» What the exercise asks
From the records below, transcribe only the lines running from the one with "Indicate the fluorescent" through the one with "Indicate the white table". Keep both of those end lines.

» Point-per-instance localization data
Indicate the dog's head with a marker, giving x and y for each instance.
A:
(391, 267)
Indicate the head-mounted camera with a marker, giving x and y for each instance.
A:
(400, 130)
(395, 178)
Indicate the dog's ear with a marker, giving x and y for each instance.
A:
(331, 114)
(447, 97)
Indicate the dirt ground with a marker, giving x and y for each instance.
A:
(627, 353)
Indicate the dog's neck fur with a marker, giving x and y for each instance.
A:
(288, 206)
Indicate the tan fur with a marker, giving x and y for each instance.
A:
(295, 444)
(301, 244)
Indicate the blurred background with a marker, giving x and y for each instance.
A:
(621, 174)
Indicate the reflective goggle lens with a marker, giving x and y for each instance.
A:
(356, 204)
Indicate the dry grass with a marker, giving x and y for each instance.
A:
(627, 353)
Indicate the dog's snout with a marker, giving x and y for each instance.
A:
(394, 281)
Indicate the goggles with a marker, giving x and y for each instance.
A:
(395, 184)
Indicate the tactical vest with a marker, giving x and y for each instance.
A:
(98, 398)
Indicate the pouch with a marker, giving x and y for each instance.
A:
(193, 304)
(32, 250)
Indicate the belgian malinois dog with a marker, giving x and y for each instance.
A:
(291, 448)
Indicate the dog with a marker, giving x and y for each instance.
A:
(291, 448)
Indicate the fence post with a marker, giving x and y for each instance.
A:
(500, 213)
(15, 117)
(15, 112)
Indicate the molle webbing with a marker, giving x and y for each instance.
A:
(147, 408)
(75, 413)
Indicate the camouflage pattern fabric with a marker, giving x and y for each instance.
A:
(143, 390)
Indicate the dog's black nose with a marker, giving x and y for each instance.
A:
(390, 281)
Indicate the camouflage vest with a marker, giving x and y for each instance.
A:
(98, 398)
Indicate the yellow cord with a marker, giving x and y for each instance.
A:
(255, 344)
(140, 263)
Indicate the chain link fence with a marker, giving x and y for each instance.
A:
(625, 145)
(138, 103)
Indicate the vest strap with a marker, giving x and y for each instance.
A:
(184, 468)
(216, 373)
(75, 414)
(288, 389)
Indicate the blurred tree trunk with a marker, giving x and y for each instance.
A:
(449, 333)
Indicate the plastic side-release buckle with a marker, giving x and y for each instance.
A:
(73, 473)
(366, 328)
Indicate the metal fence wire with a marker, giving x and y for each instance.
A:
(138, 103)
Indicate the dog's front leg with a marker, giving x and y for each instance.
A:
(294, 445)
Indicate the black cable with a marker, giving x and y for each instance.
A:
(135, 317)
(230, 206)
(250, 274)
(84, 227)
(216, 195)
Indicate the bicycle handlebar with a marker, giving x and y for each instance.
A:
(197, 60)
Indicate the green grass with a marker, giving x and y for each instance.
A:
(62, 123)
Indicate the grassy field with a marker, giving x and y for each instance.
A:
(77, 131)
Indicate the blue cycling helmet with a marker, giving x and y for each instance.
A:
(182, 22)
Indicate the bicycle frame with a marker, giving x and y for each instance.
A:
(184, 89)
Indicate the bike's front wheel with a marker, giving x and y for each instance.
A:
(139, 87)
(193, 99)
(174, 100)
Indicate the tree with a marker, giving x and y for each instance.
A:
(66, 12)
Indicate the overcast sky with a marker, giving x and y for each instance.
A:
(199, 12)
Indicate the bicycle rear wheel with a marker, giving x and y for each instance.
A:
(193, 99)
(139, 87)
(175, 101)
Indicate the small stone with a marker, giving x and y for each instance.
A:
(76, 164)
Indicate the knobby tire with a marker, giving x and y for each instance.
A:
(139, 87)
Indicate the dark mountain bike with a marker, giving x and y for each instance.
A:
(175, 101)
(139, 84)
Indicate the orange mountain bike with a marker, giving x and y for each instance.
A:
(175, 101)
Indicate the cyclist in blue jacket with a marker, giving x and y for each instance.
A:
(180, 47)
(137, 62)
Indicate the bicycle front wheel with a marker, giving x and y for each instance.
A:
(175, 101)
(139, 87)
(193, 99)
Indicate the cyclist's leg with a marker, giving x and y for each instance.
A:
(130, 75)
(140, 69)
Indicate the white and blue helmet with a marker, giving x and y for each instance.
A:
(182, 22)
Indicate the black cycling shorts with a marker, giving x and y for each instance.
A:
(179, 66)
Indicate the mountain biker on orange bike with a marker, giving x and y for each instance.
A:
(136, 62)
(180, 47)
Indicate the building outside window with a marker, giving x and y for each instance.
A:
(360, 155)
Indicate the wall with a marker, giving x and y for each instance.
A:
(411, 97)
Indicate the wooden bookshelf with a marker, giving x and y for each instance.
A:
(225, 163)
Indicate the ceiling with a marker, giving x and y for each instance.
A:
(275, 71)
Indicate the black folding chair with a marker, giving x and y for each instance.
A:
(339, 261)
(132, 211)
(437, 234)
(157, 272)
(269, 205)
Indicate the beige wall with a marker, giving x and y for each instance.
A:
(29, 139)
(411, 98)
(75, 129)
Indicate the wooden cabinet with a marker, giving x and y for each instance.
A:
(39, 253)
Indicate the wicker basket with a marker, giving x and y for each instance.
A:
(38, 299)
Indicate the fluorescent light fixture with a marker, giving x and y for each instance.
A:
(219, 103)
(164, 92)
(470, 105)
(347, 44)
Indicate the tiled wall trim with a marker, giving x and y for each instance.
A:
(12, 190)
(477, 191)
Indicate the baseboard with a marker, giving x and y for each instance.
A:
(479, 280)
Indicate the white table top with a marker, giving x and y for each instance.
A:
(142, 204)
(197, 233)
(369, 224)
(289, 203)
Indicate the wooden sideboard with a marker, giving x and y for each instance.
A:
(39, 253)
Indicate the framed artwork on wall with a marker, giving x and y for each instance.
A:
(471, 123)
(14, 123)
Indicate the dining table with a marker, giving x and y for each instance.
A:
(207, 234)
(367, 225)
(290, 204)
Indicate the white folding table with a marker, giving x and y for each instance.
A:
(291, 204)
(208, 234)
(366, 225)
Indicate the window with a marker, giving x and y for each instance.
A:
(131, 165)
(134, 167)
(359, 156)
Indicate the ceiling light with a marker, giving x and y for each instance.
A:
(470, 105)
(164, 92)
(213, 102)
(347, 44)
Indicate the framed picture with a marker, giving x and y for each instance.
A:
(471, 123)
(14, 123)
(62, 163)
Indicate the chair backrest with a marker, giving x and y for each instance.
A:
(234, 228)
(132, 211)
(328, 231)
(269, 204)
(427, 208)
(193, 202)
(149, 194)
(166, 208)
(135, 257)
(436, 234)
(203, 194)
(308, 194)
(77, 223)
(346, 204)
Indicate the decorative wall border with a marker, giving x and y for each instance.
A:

» Exercise output
Indicate the fluorescent light fixture with a marker, giving x and y for each instance.
A:
(219, 103)
(164, 92)
(470, 105)
(347, 44)
Indicate the tiled wall trim with a marker, giving x and y for each instance.
A:
(12, 190)
(477, 191)
Indicate the baseboard with a marker, giving x and y for each instance.
A:
(479, 280)
Indicate the white table top with a marker, giving x and y for each instance.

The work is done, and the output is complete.